▸ **Objectives**:
(1) Why does the scaling decisions page reject Memcached as the caching layer?
(2) Can you rewrite the scaling decisions page starting with "Architecture Decision Records" and going on through "for <1k users)", putting "the odds API" in place of "Optic Odds"?

▸ **Selection**:
WAGERBABE DOCS
Scaling Roadmap
ScalingArchitecture Decisions

Architecture Decision Records (ADR) Purpose: Document key architectural decisions for the 50k user scaling initiative.

Format: Context, Decision, Alternatives Considered, Consequences Status: Each decision is marked as Accepted, Rejected, Superseded, or Deprecated --- ## ADR-001: Redis for Distributed Caching Date: January 13, 2025 Status: Accepted Decision Makers: Engineering Team ### Context We need a fast, distributed caching layer to:

  • Reduce API calls to Optic Odds (6000/min limit)
  • Speed up frequently accessed data (sports, leagues, odds)
  • Enable horizontal scaling (share cache across instances)
  • Support pub/sub for WebSocket broadcasting ### Decision Use Redis as primary caching layer with tiered TTL strategy. - Provider: Redis Cloud (Railway Redis for <1k users)
  • Configuration: Connection pooling (50 max connections)
  • Cache Strategy: HOT (5min), WARM (1hr), COLD (24hr)
  • Eviction Policy: allkeys-lru (least recently used) ### Alternatives Considered #### Alternative 1: Memcached Pros:
  • Simpler than Redis
  • Slightly faster for pure key-value
  • Lower memory overhead Cons:
  • No pub/sub (critical for WebSocket)
  • No data structures (lists, sets, sorted sets)
  • No persistence (data lost on restart)
  • Less popular (fewer tools, support) Verdict: Rejected due to lack of pub/sub. #### Alternative 2: In-Memory (Python dict) Pros:
  • Zero latency
  • No external dependency
  • Free Cons:
  • Not distributed (can't share across instances)
  • Lost on restart
  • Limited by server RAM
  • No horizontal scaling Verdict: Rejected - doesn't scale. #### Alternative 3: Database-backed cache (Supabase table) Pros:
  • Persistent
  • Already have Supabase
  • No extra cost Cons:
  • Much slower (50-100ms vs 1-2ms)
  • Adds load to database
  • No pub/sub
  • Connection overhead Verdict: Rejected - too slow. ### Consequences Positive:
  • 1-2ms cache lookups (vs 200ms+ API calls)
  • Pub/sub enables WebSocket horizontal scaling
  • Persistent caching (survives restart with RDB)
  • Rich data structures for complex caching
  • Industry standard (well-documented, supported) Negative:
  • Additional cost ($15-180/month depending on scale)
  • Single point of failure (mitigated with Redis Cluster in Phase 3)
  • Memory limits (mitigated with eviction policy) Mitigation:
  • Implement Redis Cluster for HA in Phase 3 (10k+ users)
  • Monitor cache hit rate and evictions
  • Fallback to direct API on Redis failure --- ## ADR-002: WebSocket over Server-Sent Events (SSE) Date: January 13, 2025 Status: Accepted ### Context Need real-time odds updates without constant polling. Options:
  • WebSocket (bidirectional)
  • Server-Sent Events (SSE, unidirectional)
  • Long Polling (outdated)
  • HTTP/2 Server Push (deprecated) ### Decision Use WebSocket with Redis pub/sub for horizontal scaling. - Protocol: WebSocket (ws://)

▸ **Stored rows**:

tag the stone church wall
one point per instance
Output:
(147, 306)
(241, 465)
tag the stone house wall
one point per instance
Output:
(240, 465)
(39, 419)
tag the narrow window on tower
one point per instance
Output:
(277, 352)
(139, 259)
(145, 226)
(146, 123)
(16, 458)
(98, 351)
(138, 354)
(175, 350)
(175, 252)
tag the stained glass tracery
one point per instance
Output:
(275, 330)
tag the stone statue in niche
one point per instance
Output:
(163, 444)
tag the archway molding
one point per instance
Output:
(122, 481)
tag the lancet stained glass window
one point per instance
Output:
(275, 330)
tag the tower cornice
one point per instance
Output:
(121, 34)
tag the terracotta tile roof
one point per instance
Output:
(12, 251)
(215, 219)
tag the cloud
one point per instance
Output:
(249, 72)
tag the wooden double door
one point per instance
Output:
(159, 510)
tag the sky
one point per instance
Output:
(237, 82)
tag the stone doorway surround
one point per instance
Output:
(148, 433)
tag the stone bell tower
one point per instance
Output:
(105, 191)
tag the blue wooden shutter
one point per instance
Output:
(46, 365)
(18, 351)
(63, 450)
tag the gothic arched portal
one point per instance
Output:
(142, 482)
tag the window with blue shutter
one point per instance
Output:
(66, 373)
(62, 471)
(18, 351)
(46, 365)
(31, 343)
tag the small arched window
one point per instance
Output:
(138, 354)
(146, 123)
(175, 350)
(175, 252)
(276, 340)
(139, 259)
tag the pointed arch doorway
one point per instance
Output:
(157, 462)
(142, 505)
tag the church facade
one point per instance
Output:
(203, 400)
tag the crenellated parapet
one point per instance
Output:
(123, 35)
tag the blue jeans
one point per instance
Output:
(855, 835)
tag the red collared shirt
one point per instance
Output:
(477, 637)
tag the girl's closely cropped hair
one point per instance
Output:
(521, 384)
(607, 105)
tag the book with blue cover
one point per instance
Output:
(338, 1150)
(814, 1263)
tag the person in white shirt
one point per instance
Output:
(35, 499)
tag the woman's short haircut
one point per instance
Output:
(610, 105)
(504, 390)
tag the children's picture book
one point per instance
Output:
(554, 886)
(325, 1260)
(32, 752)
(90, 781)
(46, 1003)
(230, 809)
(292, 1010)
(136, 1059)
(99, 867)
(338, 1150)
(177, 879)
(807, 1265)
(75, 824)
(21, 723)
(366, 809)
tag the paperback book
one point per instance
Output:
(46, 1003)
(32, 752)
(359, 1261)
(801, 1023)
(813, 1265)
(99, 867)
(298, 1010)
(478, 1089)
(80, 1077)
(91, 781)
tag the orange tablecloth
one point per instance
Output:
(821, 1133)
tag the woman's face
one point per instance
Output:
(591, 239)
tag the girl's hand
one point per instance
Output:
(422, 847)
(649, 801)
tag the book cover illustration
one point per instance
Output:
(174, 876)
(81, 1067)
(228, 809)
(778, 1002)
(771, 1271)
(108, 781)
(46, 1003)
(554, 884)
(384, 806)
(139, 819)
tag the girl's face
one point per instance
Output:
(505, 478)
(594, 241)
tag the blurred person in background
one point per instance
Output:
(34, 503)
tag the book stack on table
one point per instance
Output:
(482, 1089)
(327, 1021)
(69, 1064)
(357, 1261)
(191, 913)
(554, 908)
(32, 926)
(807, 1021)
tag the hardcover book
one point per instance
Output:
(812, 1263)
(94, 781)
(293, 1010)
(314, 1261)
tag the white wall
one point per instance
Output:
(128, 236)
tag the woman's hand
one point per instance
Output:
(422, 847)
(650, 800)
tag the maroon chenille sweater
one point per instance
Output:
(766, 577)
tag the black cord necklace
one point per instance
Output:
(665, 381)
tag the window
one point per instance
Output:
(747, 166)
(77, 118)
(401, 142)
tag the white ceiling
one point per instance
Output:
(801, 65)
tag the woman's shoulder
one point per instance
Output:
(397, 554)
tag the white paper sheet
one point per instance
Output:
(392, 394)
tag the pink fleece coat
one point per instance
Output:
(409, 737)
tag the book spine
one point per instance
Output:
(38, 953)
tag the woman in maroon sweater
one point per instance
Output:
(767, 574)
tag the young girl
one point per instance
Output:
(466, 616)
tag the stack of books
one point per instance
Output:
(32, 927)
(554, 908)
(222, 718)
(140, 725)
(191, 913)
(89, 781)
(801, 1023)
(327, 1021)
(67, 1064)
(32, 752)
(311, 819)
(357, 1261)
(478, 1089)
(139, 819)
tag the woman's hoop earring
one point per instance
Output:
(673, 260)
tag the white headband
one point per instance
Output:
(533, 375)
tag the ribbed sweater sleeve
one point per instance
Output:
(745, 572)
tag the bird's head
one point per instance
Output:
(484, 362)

...

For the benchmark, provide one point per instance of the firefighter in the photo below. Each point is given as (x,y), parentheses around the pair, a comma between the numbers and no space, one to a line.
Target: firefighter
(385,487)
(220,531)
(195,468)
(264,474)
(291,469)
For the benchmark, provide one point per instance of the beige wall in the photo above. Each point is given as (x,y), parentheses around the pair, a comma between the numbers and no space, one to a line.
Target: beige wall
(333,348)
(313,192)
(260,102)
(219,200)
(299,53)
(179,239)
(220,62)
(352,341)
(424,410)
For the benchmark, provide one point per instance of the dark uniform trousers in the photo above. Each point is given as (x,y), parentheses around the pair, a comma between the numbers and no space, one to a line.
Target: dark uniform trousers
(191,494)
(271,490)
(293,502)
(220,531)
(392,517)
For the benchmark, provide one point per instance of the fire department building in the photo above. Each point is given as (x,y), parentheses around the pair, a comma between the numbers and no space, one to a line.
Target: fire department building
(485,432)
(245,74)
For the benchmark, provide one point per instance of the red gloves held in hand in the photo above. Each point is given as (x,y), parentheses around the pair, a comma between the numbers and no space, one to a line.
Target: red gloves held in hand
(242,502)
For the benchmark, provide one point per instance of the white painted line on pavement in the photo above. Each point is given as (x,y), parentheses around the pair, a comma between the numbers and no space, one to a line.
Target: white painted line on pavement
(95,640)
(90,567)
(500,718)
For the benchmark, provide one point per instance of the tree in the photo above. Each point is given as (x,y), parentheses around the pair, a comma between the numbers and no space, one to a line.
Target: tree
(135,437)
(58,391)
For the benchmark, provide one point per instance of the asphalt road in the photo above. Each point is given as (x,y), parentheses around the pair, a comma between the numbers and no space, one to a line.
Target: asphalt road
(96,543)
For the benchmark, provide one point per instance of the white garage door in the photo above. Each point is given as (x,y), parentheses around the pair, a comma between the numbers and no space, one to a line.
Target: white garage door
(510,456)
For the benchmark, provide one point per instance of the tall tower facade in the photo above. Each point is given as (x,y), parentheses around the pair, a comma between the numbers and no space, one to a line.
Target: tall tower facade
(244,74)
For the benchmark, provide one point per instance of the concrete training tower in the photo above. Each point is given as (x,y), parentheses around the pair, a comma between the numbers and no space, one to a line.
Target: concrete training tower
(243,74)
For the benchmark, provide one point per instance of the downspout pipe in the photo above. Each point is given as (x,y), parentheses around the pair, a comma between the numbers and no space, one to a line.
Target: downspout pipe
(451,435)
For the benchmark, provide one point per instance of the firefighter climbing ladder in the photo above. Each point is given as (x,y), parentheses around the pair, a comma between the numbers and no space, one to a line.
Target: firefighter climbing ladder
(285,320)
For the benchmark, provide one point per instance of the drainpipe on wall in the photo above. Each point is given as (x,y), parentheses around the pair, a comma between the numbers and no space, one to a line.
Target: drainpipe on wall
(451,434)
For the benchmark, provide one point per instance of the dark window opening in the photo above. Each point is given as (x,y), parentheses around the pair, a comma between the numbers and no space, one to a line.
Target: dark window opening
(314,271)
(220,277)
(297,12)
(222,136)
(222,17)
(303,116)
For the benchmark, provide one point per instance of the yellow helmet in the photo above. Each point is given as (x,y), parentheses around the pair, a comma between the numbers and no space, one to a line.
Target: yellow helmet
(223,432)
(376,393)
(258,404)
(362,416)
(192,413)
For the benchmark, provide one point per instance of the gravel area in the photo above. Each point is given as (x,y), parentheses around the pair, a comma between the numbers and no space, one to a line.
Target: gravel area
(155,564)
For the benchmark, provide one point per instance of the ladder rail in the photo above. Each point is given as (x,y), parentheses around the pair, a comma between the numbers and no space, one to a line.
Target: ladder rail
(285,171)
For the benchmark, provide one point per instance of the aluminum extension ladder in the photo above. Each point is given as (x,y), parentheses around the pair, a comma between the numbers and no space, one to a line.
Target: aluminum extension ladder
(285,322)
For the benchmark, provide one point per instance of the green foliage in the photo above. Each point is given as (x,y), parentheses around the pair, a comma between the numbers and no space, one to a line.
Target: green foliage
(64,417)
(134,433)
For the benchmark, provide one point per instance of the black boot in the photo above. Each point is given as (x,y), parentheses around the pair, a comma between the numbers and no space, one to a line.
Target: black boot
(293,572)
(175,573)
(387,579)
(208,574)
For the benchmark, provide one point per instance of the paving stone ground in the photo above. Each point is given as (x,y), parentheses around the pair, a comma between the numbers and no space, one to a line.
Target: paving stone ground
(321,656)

▸ **Exercise solutions**:
(1) Memcached was rejected because it has no pub/sub, which the page calls critical for WebSocket.

(2)
Architecture Decision Records (ADR) Purpose: Document key architectural decisions for the 50k user scaling initiative.

Format: Context, Decision, Alternatives Considered, Consequences Status: Each decision is marked as Accepted, Rejected, Superseded, or Deprecated --- ## ADR-001: Redis for Distributed Caching Date: January 13, 2025 Status: Accepted Decision Makers: Engineering Team ### Context We need a fast, distributed caching layer to:

  • Reduce API calls to the odds API (6000/min limit)
  • Speed up frequently accessed data (sports, leagues, odds)
  • Enable horizontal scaling (share cache across instances)
  • Support pub/sub for WebSocket broadcasting ### Decision Use Redis as primary caching layer with tiered TTL strategy. - Provider: Redis Cloud (Railway Redis for <1k users)